◆ Information:
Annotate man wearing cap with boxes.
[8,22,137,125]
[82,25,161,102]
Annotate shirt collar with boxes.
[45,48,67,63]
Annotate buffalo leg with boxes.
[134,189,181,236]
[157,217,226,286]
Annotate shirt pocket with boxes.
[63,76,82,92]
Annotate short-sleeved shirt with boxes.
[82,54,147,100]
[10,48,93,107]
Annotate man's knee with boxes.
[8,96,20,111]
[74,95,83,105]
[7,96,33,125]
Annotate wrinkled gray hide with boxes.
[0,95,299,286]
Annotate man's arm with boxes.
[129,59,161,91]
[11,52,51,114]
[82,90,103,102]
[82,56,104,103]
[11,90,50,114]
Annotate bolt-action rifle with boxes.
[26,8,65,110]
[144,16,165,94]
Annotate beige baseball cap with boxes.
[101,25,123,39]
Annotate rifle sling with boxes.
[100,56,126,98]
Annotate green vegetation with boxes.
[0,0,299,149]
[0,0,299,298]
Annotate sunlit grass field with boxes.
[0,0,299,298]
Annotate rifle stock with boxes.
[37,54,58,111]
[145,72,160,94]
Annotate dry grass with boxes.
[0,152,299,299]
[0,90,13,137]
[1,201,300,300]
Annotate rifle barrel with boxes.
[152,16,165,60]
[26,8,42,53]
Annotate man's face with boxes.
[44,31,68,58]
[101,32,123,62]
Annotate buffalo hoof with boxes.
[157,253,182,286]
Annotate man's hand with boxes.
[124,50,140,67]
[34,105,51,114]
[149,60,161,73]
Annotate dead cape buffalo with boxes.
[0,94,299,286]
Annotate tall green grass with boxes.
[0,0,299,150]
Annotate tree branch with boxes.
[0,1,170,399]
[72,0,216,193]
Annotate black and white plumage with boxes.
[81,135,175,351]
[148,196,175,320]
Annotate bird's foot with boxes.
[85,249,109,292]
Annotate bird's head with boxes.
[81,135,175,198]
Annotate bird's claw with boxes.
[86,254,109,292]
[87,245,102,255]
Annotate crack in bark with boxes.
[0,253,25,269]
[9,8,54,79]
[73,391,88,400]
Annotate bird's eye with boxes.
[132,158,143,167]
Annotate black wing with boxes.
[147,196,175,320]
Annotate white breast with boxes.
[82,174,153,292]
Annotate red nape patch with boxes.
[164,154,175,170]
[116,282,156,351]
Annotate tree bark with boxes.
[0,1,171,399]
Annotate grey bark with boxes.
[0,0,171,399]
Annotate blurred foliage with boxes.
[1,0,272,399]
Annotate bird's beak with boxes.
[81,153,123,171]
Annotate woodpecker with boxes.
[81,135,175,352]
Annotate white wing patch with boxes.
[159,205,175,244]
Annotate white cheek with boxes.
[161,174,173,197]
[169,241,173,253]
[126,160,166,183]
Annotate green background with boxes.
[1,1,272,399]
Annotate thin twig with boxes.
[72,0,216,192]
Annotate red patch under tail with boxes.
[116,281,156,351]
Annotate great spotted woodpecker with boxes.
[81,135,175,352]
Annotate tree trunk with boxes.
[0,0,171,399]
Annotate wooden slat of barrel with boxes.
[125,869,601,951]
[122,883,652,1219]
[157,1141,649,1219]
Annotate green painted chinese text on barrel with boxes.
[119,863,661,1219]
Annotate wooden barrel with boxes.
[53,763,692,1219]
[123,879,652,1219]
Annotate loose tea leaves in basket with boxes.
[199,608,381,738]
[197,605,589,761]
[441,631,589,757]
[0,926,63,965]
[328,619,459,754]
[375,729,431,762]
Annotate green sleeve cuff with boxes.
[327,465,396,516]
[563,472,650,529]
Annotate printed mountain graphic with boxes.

◆ Task instructions:
The listing is to be given again exactly, line for line.

◆ Response area:
Annotate man wearing cap with boxes.
[8,22,137,125]
[82,25,161,102]
Annotate shirt collar with boxes.
[45,48,67,63]
Annotate buffalo leg with boxes.
[134,189,181,236]
[157,217,226,286]
Annotate shirt pocket with boxes.
[63,76,82,92]
Annotate short-sleeved shirt with boxes.
[82,54,147,100]
[10,48,93,107]
Annotate man's knee with boxes.
[8,96,20,111]
[74,95,83,105]
[7,96,33,125]
Annotate wrinkled gray hide with boxes.
[0,95,299,286]
Annotate man's arm with boxes.
[129,59,161,91]
[11,52,51,114]
[82,90,103,102]
[82,56,104,103]
[11,90,50,114]
Annotate bolt-action rifle with boxes.
[26,8,65,110]
[144,16,165,94]
Annotate beige baseball cap with boxes.
[101,25,123,39]
Annotate rifle sling with boxes.
[100,56,126,98]
Annotate green vegetation with boxes.
[0,0,299,149]
[0,0,299,298]
Annotate sunlit grass field with boxes.
[0,0,299,298]
Annotate rifle stock with boxes.
[37,54,58,111]
[145,72,160,94]
Annotate dry grass with boxes.
[0,152,299,299]
[0,90,13,137]
[1,201,300,300]
Annotate rifle barrel with boxes.
[152,16,165,60]
[26,8,42,53]
Annotate man's face with boxes.
[44,31,68,58]
[101,32,123,62]
Annotate buffalo hoof with boxes.
[157,253,182,286]
Annotate man's hand with boxes.
[124,50,140,67]
[34,105,51,114]
[149,60,161,73]
Annotate dead cape buffalo with boxes.
[0,94,299,286]
Annotate tall green grass with boxes.
[0,0,299,150]
Annotate tree branch with boxes.
[0,1,170,399]
[72,0,216,193]
Annotate black and white plumage with boxes.
[81,135,175,351]
[148,196,175,320]
Annotate bird's foot with boxes.
[85,249,109,292]
Annotate bird's head with boxes.
[81,135,175,198]
Annotate bird's claw with boxes.
[86,254,109,292]
[87,245,102,255]
Annotate crack in bark with boxes.
[0,253,25,269]
[9,8,54,79]
[73,391,88,400]
Annotate bird's eye with boxes.
[132,158,143,167]
Annotate black wing with boxes.
[147,196,175,320]
Annotate white breast with boxes.
[82,174,153,292]
Annotate red nape patch with boxes.
[164,154,175,170]
[116,282,156,351]
Annotate tree bark with boxes.
[0,1,171,399]
Annotate grey bark with boxes.
[0,0,171,399]
Annotate blurred foliage with boxes.
[1,0,272,399]
Annotate bird's beak with boxes.
[81,153,123,171]
Annotate woodpecker with boxes.
[81,135,175,352]
Annotate white wing patch with boxes.
[159,205,175,244]
Annotate white cheek with boxes.
[161,174,173,197]
[169,241,173,253]
[126,160,166,183]
Annotate green background with boxes.
[1,1,272,399]
Annotate thin twig with boxes.
[72,0,216,192]
Annotate red patch under tail with boxes.
[116,281,156,351]
Annotate great spotted woodpecker with boxes.
[81,135,175,352]
Annotate tree trunk with boxes.
[0,0,171,399]
Annotate wooden slat of barrel with boxes.
[125,869,601,951]
[122,883,652,1219]
[157,1141,649,1219]
Annotate green painted chinese text on barrel with boxes.
[119,863,661,1219]
Annotate wooden barrel with boxes.
[53,763,692,1219]
[123,879,652,1219]
Annotate loose tea leaves in basket with boxes.
[199,608,381,738]
[197,605,589,761]
[441,631,589,757]
[0,926,63,965]
[328,619,459,754]
[375,729,431,762]
Annotate green sleeve cuff with boxes.
[327,465,396,516]
[563,472,650,529]
Annotate printed mountain graphic with boxes.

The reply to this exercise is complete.